▸ STATED GOAL
Copy every line of the records below again, requests included, from the line that contains "the light grey" through the last line. Shift each coordinate in the answers by -9.

(Items from a data source)
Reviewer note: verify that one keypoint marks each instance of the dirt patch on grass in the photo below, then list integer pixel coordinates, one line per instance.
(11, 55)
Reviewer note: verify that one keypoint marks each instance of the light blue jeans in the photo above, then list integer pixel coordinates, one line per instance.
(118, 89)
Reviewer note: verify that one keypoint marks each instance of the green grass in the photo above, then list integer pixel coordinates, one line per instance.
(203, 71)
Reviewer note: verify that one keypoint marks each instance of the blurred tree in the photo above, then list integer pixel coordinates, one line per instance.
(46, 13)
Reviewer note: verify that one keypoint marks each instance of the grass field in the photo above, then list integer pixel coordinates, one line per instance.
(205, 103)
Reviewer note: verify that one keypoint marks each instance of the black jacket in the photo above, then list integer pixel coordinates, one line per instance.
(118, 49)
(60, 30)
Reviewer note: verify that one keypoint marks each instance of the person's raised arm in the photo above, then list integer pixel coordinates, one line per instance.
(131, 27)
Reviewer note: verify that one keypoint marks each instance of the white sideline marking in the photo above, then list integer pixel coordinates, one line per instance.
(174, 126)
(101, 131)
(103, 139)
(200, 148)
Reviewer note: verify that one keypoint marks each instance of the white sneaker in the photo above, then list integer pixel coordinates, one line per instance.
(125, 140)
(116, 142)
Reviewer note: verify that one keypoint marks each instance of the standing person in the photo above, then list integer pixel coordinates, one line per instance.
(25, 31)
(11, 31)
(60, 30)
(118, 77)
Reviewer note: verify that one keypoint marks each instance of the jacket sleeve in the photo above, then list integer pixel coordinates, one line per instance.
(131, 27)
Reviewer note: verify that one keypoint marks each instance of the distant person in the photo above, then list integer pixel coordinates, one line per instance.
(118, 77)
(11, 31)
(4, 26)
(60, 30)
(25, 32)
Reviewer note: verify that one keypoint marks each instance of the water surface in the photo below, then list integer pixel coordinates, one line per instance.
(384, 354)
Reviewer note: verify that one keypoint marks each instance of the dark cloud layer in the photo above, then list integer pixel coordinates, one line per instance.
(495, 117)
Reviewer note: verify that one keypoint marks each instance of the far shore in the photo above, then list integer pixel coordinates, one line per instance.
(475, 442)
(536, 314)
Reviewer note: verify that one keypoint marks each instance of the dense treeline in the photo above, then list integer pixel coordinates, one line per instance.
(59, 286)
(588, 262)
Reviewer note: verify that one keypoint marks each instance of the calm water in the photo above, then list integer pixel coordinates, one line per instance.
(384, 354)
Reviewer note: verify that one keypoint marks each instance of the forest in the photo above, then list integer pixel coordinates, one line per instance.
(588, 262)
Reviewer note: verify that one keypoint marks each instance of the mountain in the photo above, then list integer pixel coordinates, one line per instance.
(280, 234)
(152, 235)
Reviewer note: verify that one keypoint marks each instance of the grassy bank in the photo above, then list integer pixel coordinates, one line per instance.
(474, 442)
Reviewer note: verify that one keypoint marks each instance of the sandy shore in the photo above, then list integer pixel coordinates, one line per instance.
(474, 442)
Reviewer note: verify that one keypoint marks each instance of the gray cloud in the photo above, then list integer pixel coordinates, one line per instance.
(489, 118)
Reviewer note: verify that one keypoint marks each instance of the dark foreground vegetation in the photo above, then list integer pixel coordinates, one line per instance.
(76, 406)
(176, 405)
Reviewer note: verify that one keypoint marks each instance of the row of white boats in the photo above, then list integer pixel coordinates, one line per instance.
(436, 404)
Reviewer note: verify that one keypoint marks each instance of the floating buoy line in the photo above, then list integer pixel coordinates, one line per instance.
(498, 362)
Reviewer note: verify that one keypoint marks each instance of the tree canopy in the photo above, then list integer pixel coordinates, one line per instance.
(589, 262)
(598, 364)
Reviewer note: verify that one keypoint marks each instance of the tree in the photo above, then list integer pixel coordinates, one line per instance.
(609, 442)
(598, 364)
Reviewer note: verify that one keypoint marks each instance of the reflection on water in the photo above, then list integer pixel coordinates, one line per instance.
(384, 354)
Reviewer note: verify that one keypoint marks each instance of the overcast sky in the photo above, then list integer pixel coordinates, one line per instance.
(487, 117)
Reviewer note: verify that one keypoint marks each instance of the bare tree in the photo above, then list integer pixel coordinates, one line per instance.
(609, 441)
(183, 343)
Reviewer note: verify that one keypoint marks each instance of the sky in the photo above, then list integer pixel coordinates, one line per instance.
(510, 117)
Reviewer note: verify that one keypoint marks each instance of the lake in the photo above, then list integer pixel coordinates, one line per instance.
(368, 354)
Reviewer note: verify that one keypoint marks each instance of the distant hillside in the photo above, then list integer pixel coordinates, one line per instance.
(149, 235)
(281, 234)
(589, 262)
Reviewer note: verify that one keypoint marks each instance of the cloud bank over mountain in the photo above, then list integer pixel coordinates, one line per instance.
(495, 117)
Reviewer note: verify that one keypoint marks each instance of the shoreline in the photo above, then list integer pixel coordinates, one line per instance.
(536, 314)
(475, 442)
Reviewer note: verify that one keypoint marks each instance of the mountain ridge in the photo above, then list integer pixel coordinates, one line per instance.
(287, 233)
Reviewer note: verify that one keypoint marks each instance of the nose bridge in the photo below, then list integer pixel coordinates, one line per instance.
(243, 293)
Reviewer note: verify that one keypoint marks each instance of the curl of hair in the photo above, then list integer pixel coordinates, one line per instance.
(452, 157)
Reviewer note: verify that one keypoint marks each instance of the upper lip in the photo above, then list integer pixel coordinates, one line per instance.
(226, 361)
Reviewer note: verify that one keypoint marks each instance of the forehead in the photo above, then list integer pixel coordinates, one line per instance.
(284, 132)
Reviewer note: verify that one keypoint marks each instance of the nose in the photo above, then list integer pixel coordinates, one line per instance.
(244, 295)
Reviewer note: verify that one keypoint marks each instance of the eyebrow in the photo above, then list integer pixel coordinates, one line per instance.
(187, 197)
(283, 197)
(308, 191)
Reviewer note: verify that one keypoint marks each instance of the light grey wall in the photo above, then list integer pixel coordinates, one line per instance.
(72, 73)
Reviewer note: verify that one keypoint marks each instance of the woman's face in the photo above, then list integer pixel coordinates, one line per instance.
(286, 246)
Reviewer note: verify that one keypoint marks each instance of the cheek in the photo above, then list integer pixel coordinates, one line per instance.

▸ WRITTEN RESPONSE
Reviewer note: verify that one keypoint marks each instance of the light grey wall in the photo above, then list integer pixel coordinates, one line per instance.
(63, 64)
Reviewer note: verify that one keypoint marks each instance of the woman's face in the photo above, then list integer pixel coordinates, one line per instance.
(277, 237)
Reviewer note: verify that one keypoint marks each instance of the cheek in the photo above, then list integer pixel coordinates, one line per instance.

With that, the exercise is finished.